- _THE TASK_:
Repeat the records exactly. Every line must match.

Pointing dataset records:
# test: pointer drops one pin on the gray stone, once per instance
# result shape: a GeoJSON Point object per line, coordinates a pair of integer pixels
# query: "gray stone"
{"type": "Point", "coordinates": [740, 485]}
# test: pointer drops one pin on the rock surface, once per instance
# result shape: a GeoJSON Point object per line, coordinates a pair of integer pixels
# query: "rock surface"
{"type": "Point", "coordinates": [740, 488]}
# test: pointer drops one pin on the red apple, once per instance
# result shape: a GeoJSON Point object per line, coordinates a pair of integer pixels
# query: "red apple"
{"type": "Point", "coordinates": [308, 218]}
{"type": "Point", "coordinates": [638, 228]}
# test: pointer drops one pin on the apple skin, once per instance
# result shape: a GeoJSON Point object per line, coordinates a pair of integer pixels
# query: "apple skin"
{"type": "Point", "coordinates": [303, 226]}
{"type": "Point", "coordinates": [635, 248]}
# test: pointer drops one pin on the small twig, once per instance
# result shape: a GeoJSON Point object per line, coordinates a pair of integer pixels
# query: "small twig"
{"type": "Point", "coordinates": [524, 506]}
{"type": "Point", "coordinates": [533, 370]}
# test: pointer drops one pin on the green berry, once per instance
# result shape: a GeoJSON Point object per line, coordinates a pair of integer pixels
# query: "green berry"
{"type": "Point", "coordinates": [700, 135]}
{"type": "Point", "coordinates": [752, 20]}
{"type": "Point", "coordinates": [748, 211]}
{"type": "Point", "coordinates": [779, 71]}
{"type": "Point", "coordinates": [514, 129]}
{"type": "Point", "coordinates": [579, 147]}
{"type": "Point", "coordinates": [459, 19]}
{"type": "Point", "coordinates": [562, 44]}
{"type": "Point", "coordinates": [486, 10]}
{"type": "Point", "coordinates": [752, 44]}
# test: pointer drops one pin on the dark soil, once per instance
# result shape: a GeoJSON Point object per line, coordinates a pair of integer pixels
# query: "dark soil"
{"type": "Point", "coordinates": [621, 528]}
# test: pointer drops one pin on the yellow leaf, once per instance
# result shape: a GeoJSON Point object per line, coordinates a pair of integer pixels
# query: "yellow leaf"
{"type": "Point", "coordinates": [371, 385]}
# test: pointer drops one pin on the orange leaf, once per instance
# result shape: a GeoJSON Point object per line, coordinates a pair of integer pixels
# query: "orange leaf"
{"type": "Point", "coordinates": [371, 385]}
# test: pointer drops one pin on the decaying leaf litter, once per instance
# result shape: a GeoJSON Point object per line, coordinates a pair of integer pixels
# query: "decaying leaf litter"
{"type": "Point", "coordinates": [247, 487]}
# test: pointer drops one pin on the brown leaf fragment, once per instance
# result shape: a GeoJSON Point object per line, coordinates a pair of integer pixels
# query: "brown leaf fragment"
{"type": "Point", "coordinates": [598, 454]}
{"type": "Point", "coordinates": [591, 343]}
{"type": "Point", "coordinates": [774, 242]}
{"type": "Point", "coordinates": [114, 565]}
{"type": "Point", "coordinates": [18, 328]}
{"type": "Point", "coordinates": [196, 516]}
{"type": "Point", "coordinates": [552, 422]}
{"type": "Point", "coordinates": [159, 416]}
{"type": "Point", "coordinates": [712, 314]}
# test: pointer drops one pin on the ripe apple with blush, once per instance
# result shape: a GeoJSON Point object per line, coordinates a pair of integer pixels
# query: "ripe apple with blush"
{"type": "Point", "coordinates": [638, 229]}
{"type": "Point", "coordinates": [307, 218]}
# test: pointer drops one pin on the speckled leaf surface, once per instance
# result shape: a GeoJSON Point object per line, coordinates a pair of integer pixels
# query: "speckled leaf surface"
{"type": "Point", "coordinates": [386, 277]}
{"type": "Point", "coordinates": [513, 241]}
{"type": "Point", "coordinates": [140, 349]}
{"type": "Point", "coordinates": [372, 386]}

- _ANSWER TO THIS EXERCISE_:
# test: pointer drops one pin on the gray stone, once per instance
# result shape: a GeoJSON Point object per line, coordinates a pair of integer pixels
# query: "gray stone"
{"type": "Point", "coordinates": [740, 485]}
# test: pointer drops one pin on the rock surface, once per instance
# result shape: a GeoJSON Point object per line, coordinates a pair of integer pixels
# query: "rock surface"
{"type": "Point", "coordinates": [740, 488]}
# test: pointer drops one pin on the red apple, once per instance
# result shape: a GeoJSON Point object per line, coordinates a pair of integer pixels
# query: "red apple"
{"type": "Point", "coordinates": [308, 218]}
{"type": "Point", "coordinates": [638, 228]}
# test: pointer drops one pin on the apple skin, once per instance
# result shape: a GeoJSON Point object per line, coordinates a pair of integer pixels
# query: "apple skin"
{"type": "Point", "coordinates": [303, 226]}
{"type": "Point", "coordinates": [635, 248]}
# test: pointer drops one pin on the small twig, once per instance
# result shape: a GeoJSON Point object per line, coordinates a pair of integer pixels
# query: "small twig"
{"type": "Point", "coordinates": [524, 506]}
{"type": "Point", "coordinates": [533, 370]}
# test: pointer drops one pin on the green berry, once per instance
# result shape: a GeoJSON Point object per line, coordinates a pair of integer pixels
# query: "green berry"
{"type": "Point", "coordinates": [700, 135]}
{"type": "Point", "coordinates": [752, 20]}
{"type": "Point", "coordinates": [748, 211]}
{"type": "Point", "coordinates": [779, 71]}
{"type": "Point", "coordinates": [514, 129]}
{"type": "Point", "coordinates": [579, 147]}
{"type": "Point", "coordinates": [459, 19]}
{"type": "Point", "coordinates": [562, 44]}
{"type": "Point", "coordinates": [486, 10]}
{"type": "Point", "coordinates": [752, 44]}
# test: pointer drops one pin on the dark soil, once per instance
# result shape: a GeoJSON Point object per line, coordinates a pair of integer pixels
# query: "dark soil"
{"type": "Point", "coordinates": [621, 528]}
# test: pointer drops one pin on the yellow leaf, once per instance
# result shape: a GeoJSON Point object per line, coordinates a pair of integer pixels
# query: "yellow leaf"
{"type": "Point", "coordinates": [371, 385]}
# test: pointer drops one pin on the orange leaf, once per instance
# result shape: a GeoJSON Point object per line, coordinates a pair of integer pixels
# query: "orange leaf"
{"type": "Point", "coordinates": [371, 385]}
# test: pointer drops one pin on the decaying leaf litter, once per instance
# result shape: a GeoJSON Point object per line, coordinates a pair of integer pixels
# query: "decaying leaf litter"
{"type": "Point", "coordinates": [247, 487]}
# test: pointer drops one pin on the brown leaf fragment, once per instance
# result shape: a GeoJSON Point object per line, coordinates a pair of integer pixels
# query: "brown leaf fragment"
{"type": "Point", "coordinates": [598, 454]}
{"type": "Point", "coordinates": [591, 343]}
{"type": "Point", "coordinates": [774, 242]}
{"type": "Point", "coordinates": [114, 565]}
{"type": "Point", "coordinates": [18, 328]}
{"type": "Point", "coordinates": [196, 516]}
{"type": "Point", "coordinates": [552, 422]}
{"type": "Point", "coordinates": [159, 416]}
{"type": "Point", "coordinates": [712, 314]}
# test: pointer drops one pin on the ripe apple with blush, once per instance
# result shape: a GeoJSON Point object per line, coordinates a pair of integer pixels
# query: "ripe apple with blush"
{"type": "Point", "coordinates": [638, 229]}
{"type": "Point", "coordinates": [307, 218]}
# test: pointer drops one pin on the speckled leaf surface, once per instance
# result shape: a GeoJSON Point object per line, coordinates a pair of integer pixels
# query: "speckled leaf surface"
{"type": "Point", "coordinates": [386, 277]}
{"type": "Point", "coordinates": [513, 241]}
{"type": "Point", "coordinates": [140, 349]}
{"type": "Point", "coordinates": [372, 386]}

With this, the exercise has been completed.